EXERCISE INSTRUCTIONS: Please copy out all of the items below character for character, keeping every line in its original order.

DATA FOR PROCESSING:

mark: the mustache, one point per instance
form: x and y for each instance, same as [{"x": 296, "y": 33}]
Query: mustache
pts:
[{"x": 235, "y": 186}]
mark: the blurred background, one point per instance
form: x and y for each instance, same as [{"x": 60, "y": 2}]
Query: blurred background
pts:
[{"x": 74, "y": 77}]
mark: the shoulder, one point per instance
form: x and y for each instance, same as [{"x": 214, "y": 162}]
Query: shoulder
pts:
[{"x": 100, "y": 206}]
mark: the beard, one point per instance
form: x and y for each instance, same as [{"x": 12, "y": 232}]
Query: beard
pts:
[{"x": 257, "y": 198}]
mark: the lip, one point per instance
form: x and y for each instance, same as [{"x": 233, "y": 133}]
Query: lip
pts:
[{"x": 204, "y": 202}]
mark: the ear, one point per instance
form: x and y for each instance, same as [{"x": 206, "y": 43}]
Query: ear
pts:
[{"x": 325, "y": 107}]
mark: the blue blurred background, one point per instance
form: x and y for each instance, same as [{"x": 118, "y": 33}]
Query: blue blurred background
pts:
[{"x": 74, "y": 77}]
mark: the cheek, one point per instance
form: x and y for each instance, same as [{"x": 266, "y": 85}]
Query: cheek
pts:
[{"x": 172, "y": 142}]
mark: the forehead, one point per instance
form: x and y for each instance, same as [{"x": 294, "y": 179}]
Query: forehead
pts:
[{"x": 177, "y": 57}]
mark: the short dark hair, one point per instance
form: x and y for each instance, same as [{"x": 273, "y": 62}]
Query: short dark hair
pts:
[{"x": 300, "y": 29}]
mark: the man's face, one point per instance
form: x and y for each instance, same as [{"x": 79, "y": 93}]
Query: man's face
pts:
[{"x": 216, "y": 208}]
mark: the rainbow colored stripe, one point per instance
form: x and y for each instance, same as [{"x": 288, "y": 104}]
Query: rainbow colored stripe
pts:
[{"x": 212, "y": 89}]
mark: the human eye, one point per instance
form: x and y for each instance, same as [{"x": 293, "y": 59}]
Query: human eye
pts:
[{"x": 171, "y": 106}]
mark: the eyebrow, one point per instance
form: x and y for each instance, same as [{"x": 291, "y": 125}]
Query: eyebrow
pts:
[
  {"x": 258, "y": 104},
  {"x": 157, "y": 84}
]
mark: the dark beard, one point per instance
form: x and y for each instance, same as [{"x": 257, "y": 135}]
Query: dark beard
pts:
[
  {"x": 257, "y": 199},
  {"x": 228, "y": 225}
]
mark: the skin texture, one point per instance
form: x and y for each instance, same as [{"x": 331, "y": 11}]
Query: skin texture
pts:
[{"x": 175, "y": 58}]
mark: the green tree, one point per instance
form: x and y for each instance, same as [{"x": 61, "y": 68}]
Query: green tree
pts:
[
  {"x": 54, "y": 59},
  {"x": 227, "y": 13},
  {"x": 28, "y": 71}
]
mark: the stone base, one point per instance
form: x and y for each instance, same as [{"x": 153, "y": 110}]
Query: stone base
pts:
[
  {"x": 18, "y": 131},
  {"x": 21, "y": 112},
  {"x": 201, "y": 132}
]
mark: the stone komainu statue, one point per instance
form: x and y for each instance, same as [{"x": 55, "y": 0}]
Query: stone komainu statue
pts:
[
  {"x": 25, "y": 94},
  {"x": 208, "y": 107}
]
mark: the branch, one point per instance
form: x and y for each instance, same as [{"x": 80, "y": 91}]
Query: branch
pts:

RESPONSE:
mark: the mustache, one point per instance
form: x and y for each instance, same as [{"x": 296, "y": 33}]
Query: mustache
pts:
[{"x": 235, "y": 186}]
mark: the blurred background, one point per instance
form: x and y for each instance, same as [{"x": 60, "y": 2}]
Query: blurred background
pts:
[{"x": 74, "y": 77}]
mark: the shoulder, one point per instance
form: x and y for each instance, same as [{"x": 214, "y": 162}]
Query: shoulder
pts:
[{"x": 100, "y": 206}]
mark: the beard, one point per instance
form: x and y for each instance, same as [{"x": 12, "y": 232}]
Query: beard
pts:
[{"x": 257, "y": 198}]
mark: the lip, one point per instance
form: x and y for each instance, same as [{"x": 233, "y": 133}]
Query: lip
pts:
[{"x": 204, "y": 202}]
mark: the ear, one point per instance
form: x and y for each instance, same as [{"x": 206, "y": 43}]
Query: ear
pts:
[{"x": 325, "y": 107}]
mark: the blue blurred background, one point per instance
form: x and y for each instance, same as [{"x": 118, "y": 33}]
Query: blue blurred background
pts:
[{"x": 74, "y": 77}]
mark: the cheek, one point per instance
form: x and y for each instance, same as [{"x": 266, "y": 85}]
Query: cheek
pts:
[{"x": 172, "y": 142}]
mark: the forehead, one point per instance
form: x and y for each instance, same as [{"x": 294, "y": 179}]
Query: forehead
pts:
[{"x": 177, "y": 57}]
mark: the short dark hair, one point per instance
form: x and y for each instance, same as [{"x": 273, "y": 62}]
Query: short dark hair
pts:
[{"x": 300, "y": 29}]
mark: the man's face, one point per instance
form: x and y for each instance, same as [{"x": 79, "y": 93}]
Query: man's face
pts:
[{"x": 216, "y": 208}]
mark: the rainbow colored stripe, one point per instance
form: x and y for each instance, same as [{"x": 288, "y": 104}]
Query: rainbow colored stripe
pts:
[{"x": 212, "y": 89}]
mark: the human eye, one point per instance
form: x and y for each instance, same as [{"x": 293, "y": 59}]
Query: human eye
pts:
[{"x": 171, "y": 106}]
mark: the eyebrow, one point per instance
form: x and y for each instance, same as [{"x": 291, "y": 125}]
Query: eyebrow
pts:
[
  {"x": 258, "y": 104},
  {"x": 157, "y": 84}
]
mark: the dark beard, one point per instance
form: x and y for each instance, same as [{"x": 257, "y": 135}]
Query: dark beard
pts:
[
  {"x": 257, "y": 199},
  {"x": 228, "y": 225}
]
mark: the skin texture, one point per instance
form: x and y for each instance, same as [{"x": 331, "y": 11}]
Query: skin texture
pts:
[{"x": 175, "y": 58}]
mark: the green tree, one point per instance
form: x and y for each instance, same as [{"x": 61, "y": 68}]
Query: green tree
pts:
[
  {"x": 54, "y": 59},
  {"x": 227, "y": 13},
  {"x": 28, "y": 71}
]
mark: the stone base, one point per instance
form: x and y for each instance, same as [{"x": 153, "y": 110}]
Query: stone base
pts:
[
  {"x": 18, "y": 131},
  {"x": 21, "y": 112},
  {"x": 201, "y": 132}
]
mark: the stone komainu statue, one point per instance
form: x and y for each instance, same as [{"x": 55, "y": 0}]
Query: stone komainu statue
pts:
[
  {"x": 25, "y": 94},
  {"x": 208, "y": 107}
]
mark: the branch, one point per instance
form: x and y for each instance, same as [{"x": 80, "y": 91}]
Query: branch
pts:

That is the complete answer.